● **DESCRIZIONE DEL COMPITO**
Riassumi in due frasi l'estratto sul giorno del ricordo.

● **ESTRATTO DEL DOCUMENTO**
========

E’ quello il momento in cui inizia tutta la tragedia che poi è avvenuta. Se si doveva istituire il giorno del ricordo, questa andava istituita il 10 Giugno, perché, il 10 GIUGNO 1940 L’ITALIA FASCISTA ENTRA IN GUERRA. Oppure il 6 Aprile perché, il 6 Aprile 1941 data della aggressione alla Jugoslavia. le armate italo-tedesco invasero la Iugoslavia e ne ottennero la capitolazione il 18 aprile, perché non è stato fatto? Perché avrebbe costretto a parlare di molte cose che dopo la 2° guerra mondiale non se ne è, nè parlato, nè insegnato.
E’ come se istituissimo il giorno del ricordo delle vittime dei bombardamenti di Dresda e Brema fatto dagli alleati Inglesi e Americani, la terribile  pioggia di morte provocò centinaia di migliaia di morti in due notti, se facessimo parlare i testimoni sopravissuti di quello che è loro accaduto, e i loro racconti ripetuti per anni, risulterebbero criminali gli Inglesi e gli Americani e non il Nazifascismo Italo Tedesco.
Ecco perché la giornata del ricordo è sbagliata. Quelli che l’hanno decisa vogliono scrollarsi di dosso la loro storia, ma non è con le falsità storiche che si costruisce il futuro e la convivenza sociale.
La memoria storica non può essere condivisa, perché non è lo stesso l’antifascismo e il fascismo e non possono essere paragonabili. Il primo lottava  per la libertà, la democrazia, la solidarietà, la dignità, il secondo era la sua negazione.
Andrebbe istituito le giornate dell’odio, perché è l’odio che  porta alle tragedie umane, anche se l’odio e il razzismo è parte integrante e diretta dagli interessi economici e di potere, cosi come le religioni.

========

● **DATI FORNITI**
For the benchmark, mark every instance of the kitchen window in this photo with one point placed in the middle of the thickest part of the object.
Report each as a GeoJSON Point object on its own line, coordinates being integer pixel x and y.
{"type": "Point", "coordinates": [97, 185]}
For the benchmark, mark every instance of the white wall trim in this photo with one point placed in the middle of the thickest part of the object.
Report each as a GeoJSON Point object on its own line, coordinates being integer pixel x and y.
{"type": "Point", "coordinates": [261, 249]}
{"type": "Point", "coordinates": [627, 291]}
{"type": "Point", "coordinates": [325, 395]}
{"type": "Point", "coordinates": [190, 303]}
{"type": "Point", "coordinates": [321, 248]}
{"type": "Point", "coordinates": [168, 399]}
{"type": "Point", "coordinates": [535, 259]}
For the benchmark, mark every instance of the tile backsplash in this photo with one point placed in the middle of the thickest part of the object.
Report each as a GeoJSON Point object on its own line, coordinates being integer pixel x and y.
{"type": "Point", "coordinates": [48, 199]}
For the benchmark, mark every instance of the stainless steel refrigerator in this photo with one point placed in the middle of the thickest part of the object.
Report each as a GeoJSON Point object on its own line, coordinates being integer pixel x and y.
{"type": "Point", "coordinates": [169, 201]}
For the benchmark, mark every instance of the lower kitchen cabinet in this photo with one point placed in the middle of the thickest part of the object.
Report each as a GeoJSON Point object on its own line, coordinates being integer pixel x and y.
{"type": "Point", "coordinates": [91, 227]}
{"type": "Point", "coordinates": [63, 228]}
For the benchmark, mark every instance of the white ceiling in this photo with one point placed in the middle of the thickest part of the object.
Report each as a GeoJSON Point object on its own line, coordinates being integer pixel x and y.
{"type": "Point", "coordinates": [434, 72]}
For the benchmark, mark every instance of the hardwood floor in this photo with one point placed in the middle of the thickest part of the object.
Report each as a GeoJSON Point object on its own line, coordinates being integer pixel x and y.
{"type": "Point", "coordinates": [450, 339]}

========

● **RISPOSTA SCRITTA**
Secondo l'estratto, il giorno del ricordo andava istituito il 10 giugno, data dell'entrata in guerra dell'Italia fascista nel 1940, oppure il 6 aprile, data dell'aggressione alla Jugoslavia nel 1941. Non lo si è fatto perché si sarebbe stati costretti a parlare di cose taciute dopo la seconda guerra mondiale, e per questo la giornata è giudicata sbagliata, dato che antifascismo e fascismo non sono paragonabili e la memoria storica non può essere condivisa.